- _STATED EXERCISE_
Give back exactly the lines from the one holding "Could you please mark the graffiti" to the bottom of the material, both included, and nothing more. No pictures.

- _DATASET RECORDS_
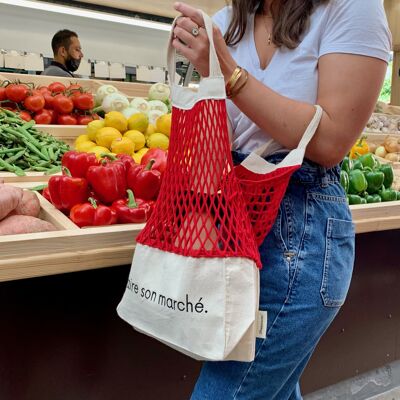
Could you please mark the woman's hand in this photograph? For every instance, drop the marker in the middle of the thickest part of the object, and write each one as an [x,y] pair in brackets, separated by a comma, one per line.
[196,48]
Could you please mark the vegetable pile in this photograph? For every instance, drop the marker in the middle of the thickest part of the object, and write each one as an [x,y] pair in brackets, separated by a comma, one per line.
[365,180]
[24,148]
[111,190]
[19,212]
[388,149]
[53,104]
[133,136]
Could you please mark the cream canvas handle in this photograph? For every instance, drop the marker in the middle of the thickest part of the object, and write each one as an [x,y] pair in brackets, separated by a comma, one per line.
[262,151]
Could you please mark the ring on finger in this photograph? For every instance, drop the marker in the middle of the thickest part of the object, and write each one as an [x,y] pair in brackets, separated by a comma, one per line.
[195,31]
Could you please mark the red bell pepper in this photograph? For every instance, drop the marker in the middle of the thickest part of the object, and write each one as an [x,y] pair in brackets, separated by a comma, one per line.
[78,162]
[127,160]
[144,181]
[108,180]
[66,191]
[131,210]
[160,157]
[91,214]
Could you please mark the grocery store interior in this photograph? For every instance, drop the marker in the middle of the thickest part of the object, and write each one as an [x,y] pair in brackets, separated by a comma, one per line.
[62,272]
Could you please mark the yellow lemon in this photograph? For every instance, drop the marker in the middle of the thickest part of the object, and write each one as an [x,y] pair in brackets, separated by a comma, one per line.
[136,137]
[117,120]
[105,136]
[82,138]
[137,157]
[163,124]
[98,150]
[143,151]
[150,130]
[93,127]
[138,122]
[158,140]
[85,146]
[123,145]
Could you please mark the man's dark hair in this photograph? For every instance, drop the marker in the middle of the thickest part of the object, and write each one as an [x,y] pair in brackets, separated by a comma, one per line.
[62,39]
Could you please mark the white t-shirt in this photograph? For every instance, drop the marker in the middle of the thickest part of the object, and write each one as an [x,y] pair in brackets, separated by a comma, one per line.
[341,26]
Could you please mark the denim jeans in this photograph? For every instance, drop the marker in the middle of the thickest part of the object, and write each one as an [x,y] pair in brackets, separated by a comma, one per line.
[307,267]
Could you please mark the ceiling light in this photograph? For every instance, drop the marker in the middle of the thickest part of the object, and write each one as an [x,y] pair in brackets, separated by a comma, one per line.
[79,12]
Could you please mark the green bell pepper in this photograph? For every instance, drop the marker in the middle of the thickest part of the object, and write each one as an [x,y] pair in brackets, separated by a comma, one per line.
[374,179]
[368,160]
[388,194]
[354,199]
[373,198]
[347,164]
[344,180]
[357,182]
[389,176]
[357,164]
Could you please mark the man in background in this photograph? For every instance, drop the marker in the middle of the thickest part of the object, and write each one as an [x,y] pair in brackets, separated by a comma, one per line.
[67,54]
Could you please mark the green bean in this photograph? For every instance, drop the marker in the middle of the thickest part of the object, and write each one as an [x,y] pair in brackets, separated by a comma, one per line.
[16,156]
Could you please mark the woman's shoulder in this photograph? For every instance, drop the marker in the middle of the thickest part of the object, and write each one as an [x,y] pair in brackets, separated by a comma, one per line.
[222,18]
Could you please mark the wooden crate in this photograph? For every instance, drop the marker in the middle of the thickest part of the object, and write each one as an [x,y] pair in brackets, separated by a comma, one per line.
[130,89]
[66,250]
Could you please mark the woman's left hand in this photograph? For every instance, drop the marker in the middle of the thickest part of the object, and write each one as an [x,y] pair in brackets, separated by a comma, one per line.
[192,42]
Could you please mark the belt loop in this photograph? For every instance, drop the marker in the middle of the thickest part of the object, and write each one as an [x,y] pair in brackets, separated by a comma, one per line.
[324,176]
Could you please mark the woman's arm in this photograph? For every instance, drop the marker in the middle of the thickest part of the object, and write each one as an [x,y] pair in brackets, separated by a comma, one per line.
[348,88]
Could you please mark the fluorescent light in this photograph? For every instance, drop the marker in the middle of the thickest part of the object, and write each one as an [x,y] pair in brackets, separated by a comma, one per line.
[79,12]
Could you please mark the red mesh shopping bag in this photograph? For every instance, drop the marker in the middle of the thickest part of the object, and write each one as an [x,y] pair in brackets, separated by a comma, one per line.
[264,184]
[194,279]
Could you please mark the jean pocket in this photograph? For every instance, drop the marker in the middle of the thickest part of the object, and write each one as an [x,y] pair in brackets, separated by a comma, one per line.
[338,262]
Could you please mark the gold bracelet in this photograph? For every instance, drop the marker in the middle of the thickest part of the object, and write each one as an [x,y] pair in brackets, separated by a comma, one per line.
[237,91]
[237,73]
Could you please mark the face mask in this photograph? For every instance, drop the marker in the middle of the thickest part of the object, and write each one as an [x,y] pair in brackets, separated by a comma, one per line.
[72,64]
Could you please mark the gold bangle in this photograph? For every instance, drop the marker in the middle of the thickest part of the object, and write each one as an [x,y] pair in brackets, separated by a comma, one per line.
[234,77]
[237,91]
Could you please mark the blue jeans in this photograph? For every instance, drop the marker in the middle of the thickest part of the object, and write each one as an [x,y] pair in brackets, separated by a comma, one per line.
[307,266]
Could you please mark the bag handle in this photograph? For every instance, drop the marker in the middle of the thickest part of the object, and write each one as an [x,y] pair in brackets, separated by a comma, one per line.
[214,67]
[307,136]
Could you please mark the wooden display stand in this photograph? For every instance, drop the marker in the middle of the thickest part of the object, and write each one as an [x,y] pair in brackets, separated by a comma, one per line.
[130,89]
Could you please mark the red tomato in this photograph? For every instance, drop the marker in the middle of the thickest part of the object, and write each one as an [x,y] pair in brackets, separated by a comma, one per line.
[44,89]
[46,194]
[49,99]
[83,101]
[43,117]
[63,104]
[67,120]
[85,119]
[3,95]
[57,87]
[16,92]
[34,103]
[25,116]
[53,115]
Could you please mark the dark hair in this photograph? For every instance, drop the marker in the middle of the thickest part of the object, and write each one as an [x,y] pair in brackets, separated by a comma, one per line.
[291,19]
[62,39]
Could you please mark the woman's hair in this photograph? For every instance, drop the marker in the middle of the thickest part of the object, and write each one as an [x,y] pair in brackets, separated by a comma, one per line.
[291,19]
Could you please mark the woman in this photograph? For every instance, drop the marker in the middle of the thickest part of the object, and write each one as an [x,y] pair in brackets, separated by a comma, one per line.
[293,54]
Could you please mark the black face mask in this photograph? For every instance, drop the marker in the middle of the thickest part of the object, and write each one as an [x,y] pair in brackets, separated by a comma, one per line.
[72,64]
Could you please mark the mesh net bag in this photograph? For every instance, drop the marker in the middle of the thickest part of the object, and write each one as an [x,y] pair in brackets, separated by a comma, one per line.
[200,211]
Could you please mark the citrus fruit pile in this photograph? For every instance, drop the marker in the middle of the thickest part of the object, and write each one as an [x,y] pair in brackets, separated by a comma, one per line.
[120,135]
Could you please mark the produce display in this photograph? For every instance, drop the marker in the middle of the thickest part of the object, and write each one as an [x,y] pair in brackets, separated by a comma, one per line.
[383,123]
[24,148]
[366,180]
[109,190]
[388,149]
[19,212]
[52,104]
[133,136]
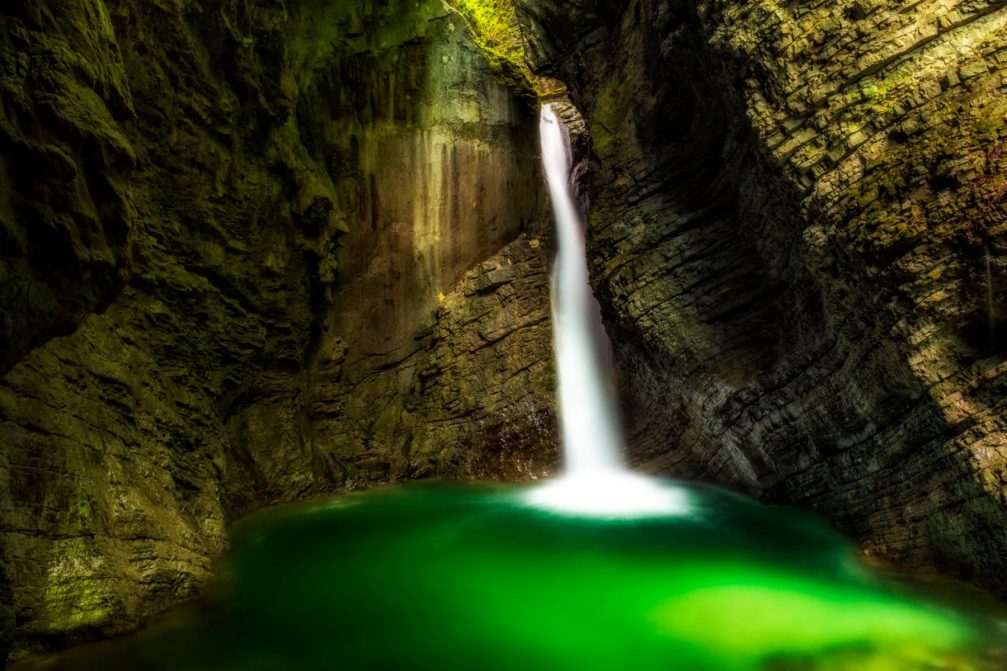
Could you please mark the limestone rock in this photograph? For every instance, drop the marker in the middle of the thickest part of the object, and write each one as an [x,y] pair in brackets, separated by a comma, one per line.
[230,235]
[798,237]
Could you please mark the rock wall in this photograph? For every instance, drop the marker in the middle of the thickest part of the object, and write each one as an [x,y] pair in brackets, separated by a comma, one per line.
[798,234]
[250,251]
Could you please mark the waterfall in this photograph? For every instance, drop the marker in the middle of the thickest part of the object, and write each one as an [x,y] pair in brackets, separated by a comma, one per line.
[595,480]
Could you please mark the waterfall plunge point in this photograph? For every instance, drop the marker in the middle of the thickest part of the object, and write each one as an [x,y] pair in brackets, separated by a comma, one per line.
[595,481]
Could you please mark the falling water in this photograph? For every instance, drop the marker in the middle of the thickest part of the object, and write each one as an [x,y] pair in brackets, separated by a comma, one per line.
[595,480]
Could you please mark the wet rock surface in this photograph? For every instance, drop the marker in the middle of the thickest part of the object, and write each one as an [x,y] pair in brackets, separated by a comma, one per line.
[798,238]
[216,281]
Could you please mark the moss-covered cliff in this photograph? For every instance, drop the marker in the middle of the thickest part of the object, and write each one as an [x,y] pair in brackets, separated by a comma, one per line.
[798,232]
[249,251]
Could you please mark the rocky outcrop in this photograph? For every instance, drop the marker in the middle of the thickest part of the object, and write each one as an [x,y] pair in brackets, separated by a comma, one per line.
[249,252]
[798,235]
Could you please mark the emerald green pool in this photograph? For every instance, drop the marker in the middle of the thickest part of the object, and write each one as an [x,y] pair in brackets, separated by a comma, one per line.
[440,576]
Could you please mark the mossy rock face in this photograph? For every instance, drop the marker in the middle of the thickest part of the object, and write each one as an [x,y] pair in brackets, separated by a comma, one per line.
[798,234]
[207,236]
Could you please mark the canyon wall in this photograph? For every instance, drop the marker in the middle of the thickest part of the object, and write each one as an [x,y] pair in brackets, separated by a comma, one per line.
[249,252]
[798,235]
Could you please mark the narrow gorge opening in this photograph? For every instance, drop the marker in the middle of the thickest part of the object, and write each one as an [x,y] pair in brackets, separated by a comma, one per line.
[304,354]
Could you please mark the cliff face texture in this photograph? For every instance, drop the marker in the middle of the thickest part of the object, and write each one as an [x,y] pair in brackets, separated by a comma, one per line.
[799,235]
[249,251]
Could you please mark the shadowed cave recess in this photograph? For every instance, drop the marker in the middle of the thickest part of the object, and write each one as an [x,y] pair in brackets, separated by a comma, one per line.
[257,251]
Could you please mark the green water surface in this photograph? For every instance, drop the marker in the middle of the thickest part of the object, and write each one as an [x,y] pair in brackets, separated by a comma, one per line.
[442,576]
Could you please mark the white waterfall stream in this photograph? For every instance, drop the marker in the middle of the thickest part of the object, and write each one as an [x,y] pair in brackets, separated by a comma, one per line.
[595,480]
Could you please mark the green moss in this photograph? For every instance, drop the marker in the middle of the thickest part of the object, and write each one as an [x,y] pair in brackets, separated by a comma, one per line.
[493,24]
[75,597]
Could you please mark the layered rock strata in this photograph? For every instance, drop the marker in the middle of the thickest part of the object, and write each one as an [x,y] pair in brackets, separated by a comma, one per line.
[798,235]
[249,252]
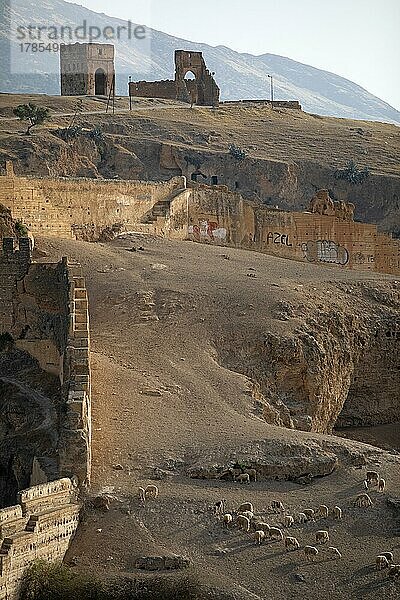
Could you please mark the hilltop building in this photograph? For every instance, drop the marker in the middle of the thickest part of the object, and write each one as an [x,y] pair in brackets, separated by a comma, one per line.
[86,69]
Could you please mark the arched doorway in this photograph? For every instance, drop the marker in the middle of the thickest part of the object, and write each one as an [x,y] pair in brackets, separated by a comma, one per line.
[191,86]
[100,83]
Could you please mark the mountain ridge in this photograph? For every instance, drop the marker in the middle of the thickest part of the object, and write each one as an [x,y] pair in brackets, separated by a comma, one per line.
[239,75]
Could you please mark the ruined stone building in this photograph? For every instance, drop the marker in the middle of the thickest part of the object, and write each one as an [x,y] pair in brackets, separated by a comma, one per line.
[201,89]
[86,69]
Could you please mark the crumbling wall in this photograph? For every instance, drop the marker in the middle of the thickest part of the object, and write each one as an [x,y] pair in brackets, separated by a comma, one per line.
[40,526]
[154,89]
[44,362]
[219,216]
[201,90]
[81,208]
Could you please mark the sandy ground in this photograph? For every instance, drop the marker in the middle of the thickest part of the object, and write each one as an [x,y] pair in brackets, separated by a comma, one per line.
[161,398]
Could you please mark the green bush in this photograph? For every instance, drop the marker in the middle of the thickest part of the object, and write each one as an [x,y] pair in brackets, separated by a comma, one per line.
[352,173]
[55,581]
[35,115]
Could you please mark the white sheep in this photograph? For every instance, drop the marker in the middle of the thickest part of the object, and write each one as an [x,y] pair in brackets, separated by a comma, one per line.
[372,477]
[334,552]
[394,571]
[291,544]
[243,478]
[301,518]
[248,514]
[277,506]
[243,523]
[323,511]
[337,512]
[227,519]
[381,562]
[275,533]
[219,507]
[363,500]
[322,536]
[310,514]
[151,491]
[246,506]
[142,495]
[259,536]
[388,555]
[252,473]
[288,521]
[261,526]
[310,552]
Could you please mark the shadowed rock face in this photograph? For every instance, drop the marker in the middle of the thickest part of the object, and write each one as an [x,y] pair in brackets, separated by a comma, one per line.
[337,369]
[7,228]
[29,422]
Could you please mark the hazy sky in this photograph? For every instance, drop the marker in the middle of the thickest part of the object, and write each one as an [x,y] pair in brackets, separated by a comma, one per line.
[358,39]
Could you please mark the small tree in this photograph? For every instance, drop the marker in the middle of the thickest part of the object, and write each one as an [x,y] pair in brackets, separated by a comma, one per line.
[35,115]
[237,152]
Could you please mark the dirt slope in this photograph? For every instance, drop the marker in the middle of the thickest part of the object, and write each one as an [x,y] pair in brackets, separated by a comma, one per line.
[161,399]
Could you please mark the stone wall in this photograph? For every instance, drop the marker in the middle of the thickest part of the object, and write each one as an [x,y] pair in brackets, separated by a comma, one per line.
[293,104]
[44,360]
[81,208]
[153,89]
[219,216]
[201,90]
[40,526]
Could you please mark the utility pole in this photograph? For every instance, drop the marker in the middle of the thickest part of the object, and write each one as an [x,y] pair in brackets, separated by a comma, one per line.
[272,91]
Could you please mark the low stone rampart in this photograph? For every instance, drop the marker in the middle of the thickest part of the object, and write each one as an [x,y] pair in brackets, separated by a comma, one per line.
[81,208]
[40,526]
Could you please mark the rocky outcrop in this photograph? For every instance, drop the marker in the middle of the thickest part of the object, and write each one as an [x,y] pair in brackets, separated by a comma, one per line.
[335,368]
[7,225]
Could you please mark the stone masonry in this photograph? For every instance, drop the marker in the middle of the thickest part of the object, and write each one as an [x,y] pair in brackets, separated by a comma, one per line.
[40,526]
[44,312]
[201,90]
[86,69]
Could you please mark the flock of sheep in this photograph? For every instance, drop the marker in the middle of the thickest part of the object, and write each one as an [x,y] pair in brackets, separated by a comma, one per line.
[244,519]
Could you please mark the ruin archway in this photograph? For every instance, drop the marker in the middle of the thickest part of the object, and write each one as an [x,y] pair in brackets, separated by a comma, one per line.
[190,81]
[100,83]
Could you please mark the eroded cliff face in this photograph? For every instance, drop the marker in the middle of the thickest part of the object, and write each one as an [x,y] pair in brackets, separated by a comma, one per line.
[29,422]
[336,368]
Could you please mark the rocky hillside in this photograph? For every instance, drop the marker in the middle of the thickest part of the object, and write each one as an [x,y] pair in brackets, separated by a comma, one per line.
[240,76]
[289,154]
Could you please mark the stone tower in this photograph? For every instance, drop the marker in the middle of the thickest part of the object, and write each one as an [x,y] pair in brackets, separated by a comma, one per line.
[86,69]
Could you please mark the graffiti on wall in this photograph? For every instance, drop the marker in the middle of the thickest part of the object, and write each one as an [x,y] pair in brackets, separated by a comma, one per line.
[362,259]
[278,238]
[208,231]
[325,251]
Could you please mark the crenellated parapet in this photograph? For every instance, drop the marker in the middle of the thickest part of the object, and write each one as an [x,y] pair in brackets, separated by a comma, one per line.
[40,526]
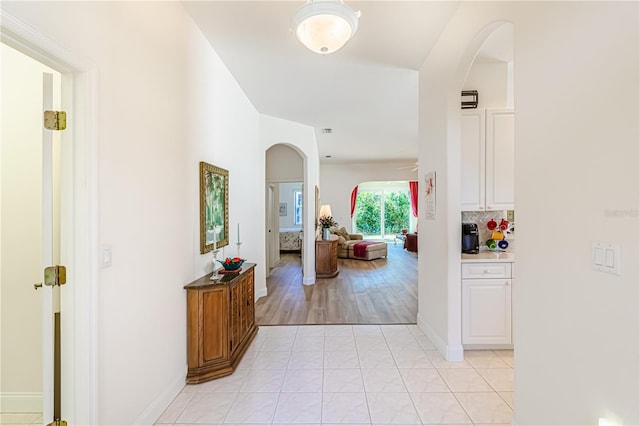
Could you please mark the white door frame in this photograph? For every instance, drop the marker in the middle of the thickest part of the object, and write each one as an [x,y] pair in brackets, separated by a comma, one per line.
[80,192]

- _THE REPLY_
Could you please mark the graffiti on wall in this photograph? For every instance, drop the marker in the middle of the thickest part of the object, and write each one as an [x,y] pair in brackets, separated by a comma, one per line.
[362,259]
[278,238]
[208,231]
[325,251]
Could you please mark the crenellated parapet in this photograph? For every instance, drop the marker in the middle of the thickest part of the object, and write each one as an [x,y] pair in brackets, separated by a comma, one per line.
[40,526]
Could you please mark the white door frame in this photograph? For every instance, drop the marker in the middle of the thickest part of the object, and write each one as an [x,y] pair in brackets, separated by a comma, one per line.
[80,192]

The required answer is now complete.